● **Study text**:

It has been so often and emphatically said that the transactions between persons in confidential relationship must be carried on with absolute purity, that it is unnecessary to make repetition here of the authorities or the reasons upon which that rule of conduct is founded. Applying that standard of fidelity and frankness, the arrangement between the executors whereby one of them, through the instrumentality of a corporation which he owned, was to receive a profit of twenty thousand dollars out of the sale of the Sorrento Hotel, amounted in law to a fraud upon the residuary legatees. Courts must insist that guardians cannot profit from the estates of their wards or executors from the estate of the heirs in such way as was here adopted. Hemrich v. Hemrich, 117 Wn. 124, 201 P. 10.

[2] The only question of importance in this case, therefore, is whether these respondents can now make question of these acts, the claim of the appellants being that the matter has become res judicata by reason of the settlement of the action begun in March, 1919. Recognizing that the settlement and termination of litigation is a consummation devoutly to be wished, still, at the same time, such settlements and terminations must not be tainted with fraud in procurement. It is true, of course, that all matters which were litigated or could have been litigated in one suit are not subject to subsequent litigation between the same parties. But this rule is subject to the limitation that, where the parties have been induced by fraud or other unlawful means from bringing into the original action all the matters which might have been therein litigated, they are not then barred from introducing those matters in a subsequent lawsuit. White v. Miley, 137 Wn. 80, 241 P. 670. So, here, the settlement which was made of the action begun in March, 1919, did not become res judicata of this transaction between the Manhattan Investment Company and Mrs. Rosenberg. Information in regard to this transaction was withheld from the respondents in the making of that settlement. They had no intimation that one of the executors of their father's estate was in the way of procuring for himself a twenty thousand dollar profit. And it is no answer to this to say that Mrs. Rosenberg might not have exercised her option, for, as a matter of fact, she did exercise it and the profit was made. If, with knowledge of this arrangement, they had made the settlement of the original action, of course they could not now reopen that matter. But that transaction having been fraudulent in law, the failure of the executors to make it known to these heirs was a breach of the duty which was owed them, and they, having discovered this breach subsequent to the settlement, are now privileged to maintain their suit. The record shows that not until March, 1922, during the trial of a case against the executor Levinson, were the facts disclosed with regard to the Sorrento Hotel sale, showing that the Manhattan Investment Company was to re-sell the property to Mrs. Rosenberg at an advanced price; and this action was begun in August of the following year. The trial court was therefore correct in holding that the plea of res judicata could not be sustained.

● **Listed entries**:
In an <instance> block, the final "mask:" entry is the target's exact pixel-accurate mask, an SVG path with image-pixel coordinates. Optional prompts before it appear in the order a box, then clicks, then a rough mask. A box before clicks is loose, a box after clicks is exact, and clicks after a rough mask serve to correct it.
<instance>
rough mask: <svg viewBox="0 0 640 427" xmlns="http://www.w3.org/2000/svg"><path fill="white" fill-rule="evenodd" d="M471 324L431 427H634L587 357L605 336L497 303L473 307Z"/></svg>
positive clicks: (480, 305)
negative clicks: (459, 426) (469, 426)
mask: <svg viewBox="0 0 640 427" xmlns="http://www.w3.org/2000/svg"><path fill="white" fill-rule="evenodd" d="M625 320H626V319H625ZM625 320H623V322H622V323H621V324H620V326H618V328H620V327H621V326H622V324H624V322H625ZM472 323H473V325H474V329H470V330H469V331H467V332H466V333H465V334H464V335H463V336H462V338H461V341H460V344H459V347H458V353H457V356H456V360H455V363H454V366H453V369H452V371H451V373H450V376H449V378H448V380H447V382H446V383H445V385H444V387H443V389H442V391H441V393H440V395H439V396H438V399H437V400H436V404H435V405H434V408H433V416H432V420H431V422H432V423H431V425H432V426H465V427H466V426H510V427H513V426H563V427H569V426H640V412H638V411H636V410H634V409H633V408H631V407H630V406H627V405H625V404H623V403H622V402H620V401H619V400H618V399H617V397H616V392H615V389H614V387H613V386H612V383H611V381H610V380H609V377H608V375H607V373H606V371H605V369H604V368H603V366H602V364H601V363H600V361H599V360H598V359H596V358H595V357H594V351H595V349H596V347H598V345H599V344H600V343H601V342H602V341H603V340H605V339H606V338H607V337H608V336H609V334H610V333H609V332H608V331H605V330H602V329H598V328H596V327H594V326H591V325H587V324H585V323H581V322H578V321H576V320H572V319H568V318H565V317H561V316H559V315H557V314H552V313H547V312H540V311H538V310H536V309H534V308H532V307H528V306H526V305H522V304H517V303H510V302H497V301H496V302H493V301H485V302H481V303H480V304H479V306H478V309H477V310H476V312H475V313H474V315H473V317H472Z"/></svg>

● **Required work**:
a. Reproduce the passage of the court opinion from "It has been" to "124, 201 P. 10.".
b. Render the rows from their first line through the line with "positive clicks: (480, 305)", both included, as a JSON list of strings with one string per line and blank lines omitted.

● **Task solutions**:
a.
It has been so often and emphatically said that the transactions between persons in confidential relationship must be carried on with absolute purity, that it is unnecessary to make repetition here of the authorities or the reasons upon which that rule of conduct is founded. Applying that standard of fidelity and frankness, the arrangement between the executors whereby one of them, through the instrumentality of a corporation which he owned, was to receive a profit of twenty thousand dollars out of the sale of the Sorrento Hotel, amounted in law to a fraud upon the residuary legatees. Courts must insist that guardians cannot profit from the estates of their wards or executors from the estate of the heirs in such way as was here adopted. Hemrich v. Hemrich, 117 Wn. 124, 201 P. 10.

b.
[
  "In an <instance> block, the final \"mask:\" entry is the target's exact pixel-accurate mask, an SVG path with image-pixel coordinates. Optional prompts before it appear in the order a box, then clicks, then a rough mask. A box before clicks is loose, a box after clicks is exact, and clicks after a rough mask serve to correct it.",
  "<instance>",
  "rough mask: <svg viewBox=\"0 0 640 427\" xmlns=\"http://www.w3.org/2000/svg\"><path fill=\"white\" fill-rule=\"evenodd\" d=\"M471 324L431 427H634L587 357L605 336L497 303L473 307Z\"/></svg>",
  "positive clicks: (480, 305)"
]